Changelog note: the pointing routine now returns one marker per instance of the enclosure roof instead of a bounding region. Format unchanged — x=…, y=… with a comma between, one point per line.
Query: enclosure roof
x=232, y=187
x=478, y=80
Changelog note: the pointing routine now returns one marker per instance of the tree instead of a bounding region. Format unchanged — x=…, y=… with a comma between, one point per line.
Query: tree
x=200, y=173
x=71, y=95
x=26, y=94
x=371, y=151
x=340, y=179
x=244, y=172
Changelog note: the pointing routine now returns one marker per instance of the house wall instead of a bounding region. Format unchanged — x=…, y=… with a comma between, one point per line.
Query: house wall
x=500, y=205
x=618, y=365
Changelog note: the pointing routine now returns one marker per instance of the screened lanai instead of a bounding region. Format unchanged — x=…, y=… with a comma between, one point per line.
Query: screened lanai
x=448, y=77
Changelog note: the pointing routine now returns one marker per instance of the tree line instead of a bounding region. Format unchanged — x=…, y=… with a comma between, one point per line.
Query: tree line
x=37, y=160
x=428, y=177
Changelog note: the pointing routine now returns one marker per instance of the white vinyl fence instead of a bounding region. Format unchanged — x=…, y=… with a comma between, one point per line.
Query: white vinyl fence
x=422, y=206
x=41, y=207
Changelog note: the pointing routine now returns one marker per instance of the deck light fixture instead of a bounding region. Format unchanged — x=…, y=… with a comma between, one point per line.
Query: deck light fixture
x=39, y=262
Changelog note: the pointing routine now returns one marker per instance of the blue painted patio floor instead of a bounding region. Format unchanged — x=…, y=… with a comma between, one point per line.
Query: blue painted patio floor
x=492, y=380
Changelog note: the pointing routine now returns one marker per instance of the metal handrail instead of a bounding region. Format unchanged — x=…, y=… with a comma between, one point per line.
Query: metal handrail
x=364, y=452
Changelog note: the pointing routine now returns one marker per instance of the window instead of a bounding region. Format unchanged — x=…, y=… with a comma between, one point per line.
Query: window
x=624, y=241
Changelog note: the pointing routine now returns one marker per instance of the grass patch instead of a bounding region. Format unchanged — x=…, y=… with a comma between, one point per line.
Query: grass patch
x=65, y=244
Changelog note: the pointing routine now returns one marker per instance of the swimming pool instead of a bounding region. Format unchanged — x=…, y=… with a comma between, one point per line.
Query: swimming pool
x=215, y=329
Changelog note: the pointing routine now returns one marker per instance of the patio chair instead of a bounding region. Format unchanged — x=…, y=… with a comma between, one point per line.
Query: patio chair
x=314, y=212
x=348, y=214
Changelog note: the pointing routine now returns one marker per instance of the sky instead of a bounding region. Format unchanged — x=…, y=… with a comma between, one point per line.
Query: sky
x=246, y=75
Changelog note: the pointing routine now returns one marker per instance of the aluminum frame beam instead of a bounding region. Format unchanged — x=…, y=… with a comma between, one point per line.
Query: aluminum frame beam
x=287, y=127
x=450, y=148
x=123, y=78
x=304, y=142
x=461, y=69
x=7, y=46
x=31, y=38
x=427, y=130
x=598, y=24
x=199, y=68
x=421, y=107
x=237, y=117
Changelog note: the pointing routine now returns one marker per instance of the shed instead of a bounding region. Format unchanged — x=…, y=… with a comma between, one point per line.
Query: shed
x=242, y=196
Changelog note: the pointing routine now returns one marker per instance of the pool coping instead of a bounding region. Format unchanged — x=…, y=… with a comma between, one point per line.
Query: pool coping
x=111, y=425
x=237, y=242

+-------+

Repeat, without change, each line of the data above from the one that contains "of the patio" through the final line, counting both.

#### [Written response]
Changelog note: the pointing routine now returns one marker per instance of the patio chair instead of a bounding region. Format unchanged — x=…, y=… with a comma between, one point per line.
Query: patio chair
x=314, y=212
x=348, y=214
Changelog note: the pointing routine now returns one marker per instance of the sky instead of a bounding region. Format unchanged — x=…, y=… with a comma between, one point per line.
Query: sky
x=246, y=75
Changelog note: the pointing routine now returns one marker per instance of the aluminum frame beam instead of a bounding region. Format unchanged — x=…, y=… with a comma between, one point per line.
Query: aluminum frame beam
x=287, y=127
x=450, y=148
x=123, y=78
x=304, y=142
x=461, y=69
x=7, y=46
x=31, y=38
x=427, y=130
x=598, y=24
x=199, y=68
x=421, y=107
x=237, y=117
Changelog note: the pointing routine now returns one marker per instance of the shed instead of a bounding region. Format unchanged — x=…, y=… with a comma between, one point per line.
Query: shed
x=242, y=196
Changelog note: the pointing routine now returns one marker per instance of the pool coping instead of a bounding region. Format unchanged — x=…, y=… with a comma between, one point per line.
Query: pool coping
x=111, y=425
x=237, y=242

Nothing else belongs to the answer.